#### Objectif énoncé A
Recopiez sans la moindre modification le passage de l'article sur les chemins de Virelles qui va de « Sur les cartes » jusqu'à « la campagne avoisinante. ».

#### Extrait à lire
Virelles : deux chemins privatisés illégalement, la commune reste inactive...
Article | Etude de cas |

Virelles : deux chemins privatisés illégalement, la commune reste inactive...

Service : Participation et Revendication Publics : Particulier, Pouvoir public Thématique : Mobilité piétonne temps de lecture 7 min 2 sec

Dans le paisible petit village de Virelles dans la botte du Hainaut, un très beau chemin bucolique permet de relier la rue Lapeau à la rue du Marché en toute quiétude. Enfin, tout dépend dans quel sens vous l’empruntez puisqu’il est désormais fermé par une grille à l’une de ses extrémités par un riverain irascible au grand dam de la population locale. Gare à vous si vous vous y retrouvez coincé !

Le Chemin vicinal N°16

Sur les cartes anciennes, nous pouvons constater qu’il n’y a pas un, mais bien deux chemins qui se chevauchent partiellement : le Chemin vicinal N°16 et une voirie innomée, le chemin du Prince.

Au nord, une bonne moitié du Chemin vicinal N°16 est toujours visible et praticable comportant une vue paysagère exceptionnelle. La moitié sud, n’est plus vraiment visible, mais l’on devine encore son emplacement à certains endroits. La ville de Chimay explique que cette partie du chemin n’est plus utilisée et a fait l’objet d’une construction. Un courrier daté du 14 avril 2012 envoyé par le Service voyer de la Province du Hainaut à la commune, nous informe pourtant sur le fait « qu’il semble qu’officiellement le Chemin N°16 n’aurait fait l’objet d’aucune modification de voirie

La partie nord du Chemin vicinal N°16 de Virelles offre une vue exceptionnelle sur la campagne avoisinante.

#### Données fournies
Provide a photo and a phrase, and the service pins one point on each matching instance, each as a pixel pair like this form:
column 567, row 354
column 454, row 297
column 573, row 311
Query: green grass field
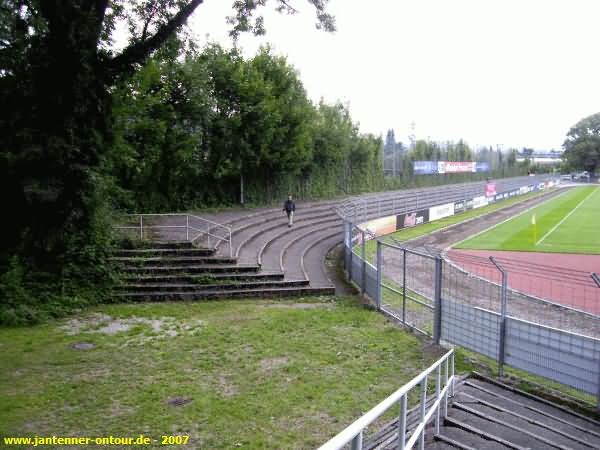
column 569, row 223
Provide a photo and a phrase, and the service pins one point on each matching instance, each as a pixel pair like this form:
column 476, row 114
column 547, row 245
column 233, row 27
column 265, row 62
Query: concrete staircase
column 179, row 271
column 487, row 415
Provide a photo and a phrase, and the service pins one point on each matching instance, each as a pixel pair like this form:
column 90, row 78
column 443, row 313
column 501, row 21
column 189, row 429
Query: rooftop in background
column 551, row 157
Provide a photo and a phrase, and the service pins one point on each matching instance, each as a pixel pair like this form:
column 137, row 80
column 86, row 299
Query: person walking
column 289, row 207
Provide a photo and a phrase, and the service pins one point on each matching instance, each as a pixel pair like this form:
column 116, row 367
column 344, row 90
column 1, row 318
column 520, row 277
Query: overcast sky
column 513, row 72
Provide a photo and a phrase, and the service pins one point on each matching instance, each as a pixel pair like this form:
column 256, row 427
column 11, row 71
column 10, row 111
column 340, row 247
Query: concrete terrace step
column 291, row 258
column 164, row 252
column 313, row 259
column 187, row 287
column 169, row 245
column 485, row 414
column 191, row 279
column 193, row 269
column 235, row 293
column 137, row 261
column 271, row 253
column 253, row 238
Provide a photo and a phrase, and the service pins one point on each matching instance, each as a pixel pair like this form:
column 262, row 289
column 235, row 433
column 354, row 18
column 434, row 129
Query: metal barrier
column 186, row 227
column 354, row 434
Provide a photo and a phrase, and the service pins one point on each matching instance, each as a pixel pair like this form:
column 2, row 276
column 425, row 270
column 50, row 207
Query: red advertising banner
column 490, row 189
column 456, row 166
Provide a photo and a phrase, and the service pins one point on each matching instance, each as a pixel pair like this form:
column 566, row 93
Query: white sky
column 512, row 72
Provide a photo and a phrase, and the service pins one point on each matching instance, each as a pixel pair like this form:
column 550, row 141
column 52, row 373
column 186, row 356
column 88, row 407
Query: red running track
column 558, row 277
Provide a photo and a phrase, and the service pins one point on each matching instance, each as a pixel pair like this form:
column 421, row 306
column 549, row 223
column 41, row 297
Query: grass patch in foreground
column 258, row 374
column 565, row 224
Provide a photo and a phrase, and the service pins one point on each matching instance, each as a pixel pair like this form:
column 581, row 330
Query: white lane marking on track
column 506, row 220
column 566, row 217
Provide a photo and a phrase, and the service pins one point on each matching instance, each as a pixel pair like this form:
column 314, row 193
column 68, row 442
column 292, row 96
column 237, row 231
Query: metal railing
column 354, row 433
column 193, row 227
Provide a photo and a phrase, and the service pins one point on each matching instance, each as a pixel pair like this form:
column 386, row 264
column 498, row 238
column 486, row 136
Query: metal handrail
column 354, row 433
column 187, row 227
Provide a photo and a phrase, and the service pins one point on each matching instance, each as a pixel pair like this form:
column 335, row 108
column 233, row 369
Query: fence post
column 379, row 275
column 402, row 423
column 350, row 226
column 363, row 255
column 404, row 286
column 437, row 314
column 422, row 411
column 346, row 241
column 357, row 442
column 598, row 394
column 503, row 301
column 438, row 379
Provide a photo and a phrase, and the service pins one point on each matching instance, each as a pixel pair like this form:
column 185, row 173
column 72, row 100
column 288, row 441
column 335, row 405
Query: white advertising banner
column 480, row 201
column 439, row 212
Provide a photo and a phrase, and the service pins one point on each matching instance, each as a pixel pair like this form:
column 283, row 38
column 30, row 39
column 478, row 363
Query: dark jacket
column 289, row 205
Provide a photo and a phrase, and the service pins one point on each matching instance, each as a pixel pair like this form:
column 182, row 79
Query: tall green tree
column 57, row 71
column 582, row 146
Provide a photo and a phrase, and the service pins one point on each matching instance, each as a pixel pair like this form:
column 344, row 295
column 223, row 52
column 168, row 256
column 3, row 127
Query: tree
column 57, row 72
column 582, row 146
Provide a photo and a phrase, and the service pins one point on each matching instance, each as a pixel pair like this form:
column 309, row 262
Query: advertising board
column 412, row 219
column 425, row 167
column 381, row 226
column 480, row 201
column 441, row 211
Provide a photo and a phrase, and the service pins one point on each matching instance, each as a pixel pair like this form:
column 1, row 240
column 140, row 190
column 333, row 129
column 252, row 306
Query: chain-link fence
column 478, row 310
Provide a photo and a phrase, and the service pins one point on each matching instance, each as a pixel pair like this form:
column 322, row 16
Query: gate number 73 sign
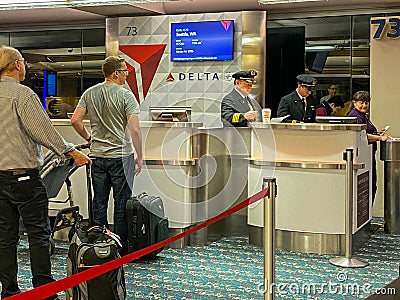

#### Objectif énoncé B
Combien de lignes des enregistrements ci-dessus contiennent la chaîne « advertising », la casse étant prise en compte ? Donnez seulement ce nombre.

#### Corrigé de l'exercice A
Sur les cartes anciennes, nous pouvons constater qu’il n’y a pas un, mais bien deux chemins qui se chevauchent partiellement : le Chemin vicinal N°16 et une voirie innomée, le chemin du Prince.

Au nord, une bonne moitié du Chemin vicinal N°16 est toujours visible et praticable comportant une vue paysagère exceptionnelle. La moitié sud, n’est plus vraiment visible, mais l’on devine encore son emplacement à certains endroits. La ville de Chimay explique que cette partie du chemin n’est plus utilisée et a fait l’objet d’une construction. Un courrier daté du 14 avril 2012 envoyé par le Service voyer de la Province du Hainaut à la commune, nous informe pourtant sur le fait « qu’il semble qu’officiellement le Chemin N°16 n’aurait fait l’objet d’aucune modification de voirie

La partie nord du Chemin vicinal N°16 de Virelles offre une vue exceptionnelle sur la campagne avoisinante.

#### Corrigé de l'exercice B
3